▶ **WHAT TO DO**: Using the entries below, return word for word the lines from the one containing "of the white" up to and including the last.

▶ **EXTRACTED RECORDS**:
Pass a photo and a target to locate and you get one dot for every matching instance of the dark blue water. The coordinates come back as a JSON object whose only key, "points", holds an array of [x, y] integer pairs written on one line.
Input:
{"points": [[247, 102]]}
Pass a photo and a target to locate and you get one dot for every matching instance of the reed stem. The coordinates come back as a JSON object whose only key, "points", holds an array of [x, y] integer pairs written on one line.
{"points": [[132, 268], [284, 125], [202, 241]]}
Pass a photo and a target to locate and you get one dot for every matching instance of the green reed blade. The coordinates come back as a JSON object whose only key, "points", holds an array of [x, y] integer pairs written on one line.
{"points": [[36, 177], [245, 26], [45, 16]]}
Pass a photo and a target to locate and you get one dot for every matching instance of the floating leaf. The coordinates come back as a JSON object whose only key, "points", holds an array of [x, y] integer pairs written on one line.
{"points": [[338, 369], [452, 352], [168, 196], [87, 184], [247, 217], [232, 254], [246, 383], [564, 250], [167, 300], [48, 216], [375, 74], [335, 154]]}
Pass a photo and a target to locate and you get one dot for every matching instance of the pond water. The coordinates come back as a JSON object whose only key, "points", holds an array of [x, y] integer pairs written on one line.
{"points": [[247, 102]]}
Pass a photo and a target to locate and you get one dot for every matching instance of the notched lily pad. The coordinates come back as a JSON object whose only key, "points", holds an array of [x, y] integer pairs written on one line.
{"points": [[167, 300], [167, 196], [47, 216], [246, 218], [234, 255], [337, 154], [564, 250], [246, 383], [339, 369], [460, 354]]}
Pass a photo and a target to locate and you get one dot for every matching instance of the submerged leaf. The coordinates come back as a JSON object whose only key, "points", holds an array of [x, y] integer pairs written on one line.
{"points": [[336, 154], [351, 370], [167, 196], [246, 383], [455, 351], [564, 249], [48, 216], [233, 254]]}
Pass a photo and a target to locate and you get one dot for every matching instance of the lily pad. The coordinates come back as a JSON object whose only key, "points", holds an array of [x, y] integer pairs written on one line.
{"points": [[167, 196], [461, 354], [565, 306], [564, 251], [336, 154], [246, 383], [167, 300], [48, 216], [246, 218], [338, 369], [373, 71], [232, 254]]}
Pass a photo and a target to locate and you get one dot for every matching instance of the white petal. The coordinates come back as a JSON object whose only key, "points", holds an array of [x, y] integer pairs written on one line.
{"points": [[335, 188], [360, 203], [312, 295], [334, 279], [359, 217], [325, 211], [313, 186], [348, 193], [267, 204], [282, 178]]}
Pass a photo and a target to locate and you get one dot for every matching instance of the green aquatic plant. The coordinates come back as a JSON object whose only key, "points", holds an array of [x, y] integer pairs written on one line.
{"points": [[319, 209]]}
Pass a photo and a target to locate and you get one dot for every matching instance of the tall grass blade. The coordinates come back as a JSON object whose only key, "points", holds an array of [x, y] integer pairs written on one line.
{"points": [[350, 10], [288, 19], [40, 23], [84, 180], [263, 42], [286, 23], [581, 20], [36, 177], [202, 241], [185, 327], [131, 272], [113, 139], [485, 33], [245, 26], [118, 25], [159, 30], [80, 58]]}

▶ **WRITTEN ANSWER**:
Pass a photo and a target to locate and you get one dot for every matching instance of the white petal. The coordinates come back as a JSON object whose only key, "points", holds an array of [x, y] integer pairs written on one line.
{"points": [[335, 188], [360, 203], [312, 295], [334, 279], [359, 217], [325, 211], [313, 186], [348, 193], [267, 204], [282, 178]]}
Pass a photo and a target to locate and you get one dot for every matching instance of the green aquatic plant. The coordinates come back as a JSON object whose only key, "points", holds an array of [x, y] integer pairs written on one line.
{"points": [[319, 209]]}
Pass a photo and a target to locate and you get one dot for every matching instance of the tall grass blade. The coordinates come back as a JSON object whose only key, "points", holds an array of [x, y] integer pairs written on one line.
{"points": [[350, 10], [288, 19], [40, 23], [84, 180], [263, 42], [286, 23], [581, 20], [36, 177], [202, 241], [185, 327], [131, 272], [113, 139], [485, 33], [245, 26], [118, 25], [159, 30], [80, 58]]}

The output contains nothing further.